* _Latihan Tertulis 1_
Tuliskan kembali tanpa perubahan baris-baris daftar, mulai dari baris yang memuat "top, giving x and y for each instance?" sampai akhir daftar.

━━ Dokumen

Namun, sebagian lainnya merasa kesulitan berhenti karena media social telah menjadi bagian dari gaya hidup, sehingga diperlukan dukungan dari keluarga, sekolah, dan lingkungan sosial.
Penelitian oleh Nolen-Hoeksema menyebutkan bahwa “rumination dapat meningkatkan risiko stres, kecemasan, dan depresi karena pikiran negatif yang berulang membuat seseorang terjebak pada situasi mental yang melelahkan” (Nolen-Hoeksema, 2000).
Kemudian Gen Z juga menghadapi lingkungan akademik yang lebih kompetitif dibanding generasi sebelumnya. Mereka dihadapkan pada tuntutan untuk mendapatkan nilai tinggi, masuk perguruan tinggi terbaik, memiliki prestasi non-akademik, hingga merencanakan karier sejak dini.

━━━━
━━ Data yang Diberikan

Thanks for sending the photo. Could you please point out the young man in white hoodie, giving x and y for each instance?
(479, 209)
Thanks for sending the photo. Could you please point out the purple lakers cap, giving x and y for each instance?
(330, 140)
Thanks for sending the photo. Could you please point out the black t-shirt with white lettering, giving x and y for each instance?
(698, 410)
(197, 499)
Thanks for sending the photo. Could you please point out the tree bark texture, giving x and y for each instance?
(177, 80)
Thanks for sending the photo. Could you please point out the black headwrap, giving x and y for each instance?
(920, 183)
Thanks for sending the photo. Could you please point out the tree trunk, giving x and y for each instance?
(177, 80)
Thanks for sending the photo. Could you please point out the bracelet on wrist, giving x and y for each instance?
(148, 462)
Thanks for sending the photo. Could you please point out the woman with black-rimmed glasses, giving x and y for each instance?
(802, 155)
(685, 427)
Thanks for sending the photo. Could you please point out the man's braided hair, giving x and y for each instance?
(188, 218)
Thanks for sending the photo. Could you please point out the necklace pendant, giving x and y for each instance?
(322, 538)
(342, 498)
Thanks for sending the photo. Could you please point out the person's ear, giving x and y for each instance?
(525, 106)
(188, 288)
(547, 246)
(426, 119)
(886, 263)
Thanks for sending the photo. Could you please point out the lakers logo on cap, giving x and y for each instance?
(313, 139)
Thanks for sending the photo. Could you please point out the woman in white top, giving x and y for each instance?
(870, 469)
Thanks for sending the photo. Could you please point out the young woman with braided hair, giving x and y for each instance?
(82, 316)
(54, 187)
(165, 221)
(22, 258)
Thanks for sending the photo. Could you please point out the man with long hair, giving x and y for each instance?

━━━━

* _Latihan Tertulis 2_
Kembalikan bagian teks tentang Gen Z mulai dari "Penelitian oleh Nolen-Hoeksema" sampai "karier sejak dini.", tanpa mengubah satu kata pun.

* _Penyelesaian 1_
Thanks for sending the photo. Could you please point out the woman in white top, giving x and y for each instance?
(870, 469)
Thanks for sending the photo. Could you please point out the young woman with braided hair, giving x and y for each instance?
(82, 316)
(54, 187)
(165, 221)
(22, 258)
Thanks for sending the photo. Could you please point out the man with long hair, giving x and y for each instance?

* _Penyelesaian 2_
Penelitian oleh Nolen-Hoeksema menyebutkan bahwa “rumination dapat meningkatkan risiko stres, kecemasan, dan depresi karena pikiran negatif yang berulang membuat seseorang terjebak pada situasi mental yang melelahkan” (Nolen-Hoeksema, 2000).
Kemudian Gen Z juga menghadapi lingkungan akademik yang lebih kompetitif dibanding generasi sebelumnya. Mereka dihadapkan pada tuntutan untuk mendapatkan nilai tinggi, masuk perguruan tinggi terbaik, memiliki prestasi non-akademik, hingga merencanakan karier sejak dini.